Exercise —
Copy out the listing below word for word, from its very first line down through the line containing "[248,341,406,469]", including both ends.

------ Supplied records ------

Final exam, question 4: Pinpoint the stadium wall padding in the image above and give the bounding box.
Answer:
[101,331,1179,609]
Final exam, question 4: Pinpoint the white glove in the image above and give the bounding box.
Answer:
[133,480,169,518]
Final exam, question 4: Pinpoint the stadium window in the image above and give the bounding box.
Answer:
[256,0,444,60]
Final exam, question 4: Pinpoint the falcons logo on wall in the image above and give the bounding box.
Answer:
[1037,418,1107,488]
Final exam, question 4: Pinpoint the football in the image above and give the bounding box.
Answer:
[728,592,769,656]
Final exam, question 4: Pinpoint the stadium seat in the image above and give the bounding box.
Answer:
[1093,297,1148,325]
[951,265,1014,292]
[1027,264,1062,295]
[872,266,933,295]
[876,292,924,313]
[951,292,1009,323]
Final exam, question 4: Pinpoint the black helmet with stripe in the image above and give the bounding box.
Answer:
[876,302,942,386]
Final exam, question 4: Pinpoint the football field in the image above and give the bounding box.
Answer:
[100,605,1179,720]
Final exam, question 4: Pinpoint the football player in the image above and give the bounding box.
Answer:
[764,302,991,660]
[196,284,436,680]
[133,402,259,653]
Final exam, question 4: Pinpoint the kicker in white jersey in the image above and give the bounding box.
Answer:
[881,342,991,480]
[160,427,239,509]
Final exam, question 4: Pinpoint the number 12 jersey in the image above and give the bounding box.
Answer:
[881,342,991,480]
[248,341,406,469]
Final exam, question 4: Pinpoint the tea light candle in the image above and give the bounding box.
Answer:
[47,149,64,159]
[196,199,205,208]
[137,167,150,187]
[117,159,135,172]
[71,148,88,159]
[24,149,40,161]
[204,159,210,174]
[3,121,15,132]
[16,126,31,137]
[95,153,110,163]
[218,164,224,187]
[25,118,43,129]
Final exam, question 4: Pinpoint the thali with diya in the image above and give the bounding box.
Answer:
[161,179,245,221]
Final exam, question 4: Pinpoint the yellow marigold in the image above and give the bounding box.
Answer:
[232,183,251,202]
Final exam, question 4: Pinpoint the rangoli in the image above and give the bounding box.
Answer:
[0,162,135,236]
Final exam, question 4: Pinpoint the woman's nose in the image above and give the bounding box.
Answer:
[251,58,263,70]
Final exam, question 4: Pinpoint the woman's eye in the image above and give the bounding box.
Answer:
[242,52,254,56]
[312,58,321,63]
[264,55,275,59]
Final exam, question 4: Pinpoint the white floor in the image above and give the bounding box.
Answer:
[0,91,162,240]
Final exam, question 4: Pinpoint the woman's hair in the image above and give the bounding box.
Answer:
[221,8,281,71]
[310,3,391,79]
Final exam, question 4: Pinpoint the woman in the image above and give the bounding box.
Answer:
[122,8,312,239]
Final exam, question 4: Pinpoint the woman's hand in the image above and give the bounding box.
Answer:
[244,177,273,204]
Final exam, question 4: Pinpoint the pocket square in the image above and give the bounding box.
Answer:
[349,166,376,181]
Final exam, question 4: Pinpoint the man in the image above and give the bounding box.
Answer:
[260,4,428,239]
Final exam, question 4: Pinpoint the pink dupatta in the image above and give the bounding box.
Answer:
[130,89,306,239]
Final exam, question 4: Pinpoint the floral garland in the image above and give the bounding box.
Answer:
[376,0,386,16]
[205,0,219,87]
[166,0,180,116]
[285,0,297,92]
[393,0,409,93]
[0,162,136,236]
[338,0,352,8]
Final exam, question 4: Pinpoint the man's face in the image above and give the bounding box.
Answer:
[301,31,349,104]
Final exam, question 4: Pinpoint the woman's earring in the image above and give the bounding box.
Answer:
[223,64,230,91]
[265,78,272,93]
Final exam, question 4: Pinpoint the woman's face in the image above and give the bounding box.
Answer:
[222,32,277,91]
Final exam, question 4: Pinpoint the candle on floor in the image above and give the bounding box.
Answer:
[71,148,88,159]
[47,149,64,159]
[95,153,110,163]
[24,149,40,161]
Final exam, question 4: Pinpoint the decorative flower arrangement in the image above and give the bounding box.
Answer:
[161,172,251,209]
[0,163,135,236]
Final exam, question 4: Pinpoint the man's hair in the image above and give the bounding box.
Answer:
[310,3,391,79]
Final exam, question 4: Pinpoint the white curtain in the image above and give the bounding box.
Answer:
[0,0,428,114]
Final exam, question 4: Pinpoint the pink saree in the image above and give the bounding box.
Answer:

------

Correct output —
Final exam, question 4: Pinpoint the stadium wall padding in the image above and give the bounding box.
Answer:
[101,331,1179,609]
Final exam, question 4: Pinpoint the white glove in the image above and give the bounding box.
Answer:
[133,480,169,518]
Final exam, question 4: Pinpoint the stadium window in the image above and give the bounding box.
Answer:
[256,0,444,60]
Final exam, question 4: Pinpoint the falcons logo on wall in the image above and give the bounding box.
Answer:
[1037,418,1107,488]
Final exam, question 4: Pinpoint the football in the image above and give the bounding box.
Answer:
[728,592,769,656]
Final exam, question 4: Pinpoint the stadium seat in the image above and give the bounding box.
Answer:
[1093,297,1148,325]
[951,265,1014,292]
[1027,264,1062,295]
[872,266,933,295]
[876,292,924,313]
[951,292,1009,323]
Final exam, question 4: Pinpoint the black helmet with stripe in the image above and give the bounding box.
Answer:
[876,302,942,386]
Final exam, question 4: Pinpoint the football field in the image above and give the bounding box.
Answer:
[100,605,1179,720]
Final exam, question 4: Pinpoint the football player in the image above and give the bounding box.
Answer:
[764,302,991,660]
[196,284,436,680]
[133,402,259,653]
Final exam, question 4: Pinpoint the kicker in white jersey in the image above and give the bounding box.
Answer:
[881,342,991,480]
[160,427,239,509]
Final exam, question 4: Pinpoint the number 12 jersey in the image above and give the bounding box.
Answer:
[881,342,991,480]
[248,341,406,469]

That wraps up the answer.